═════ Materials provided
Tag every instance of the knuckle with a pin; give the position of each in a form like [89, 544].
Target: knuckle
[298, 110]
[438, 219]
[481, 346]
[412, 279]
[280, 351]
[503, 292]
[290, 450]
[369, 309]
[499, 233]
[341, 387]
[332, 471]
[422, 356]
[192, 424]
══════════
Short task: Extract every line of the entries above and reproduce each one verbatim, without changes.

Worked solution:
Tag every instance of the knuckle with a pin; give the position of each in a form like [89, 544].
Target: knuckle
[298, 110]
[438, 219]
[481, 346]
[412, 279]
[280, 351]
[503, 292]
[290, 450]
[369, 309]
[499, 233]
[341, 387]
[332, 471]
[422, 356]
[192, 424]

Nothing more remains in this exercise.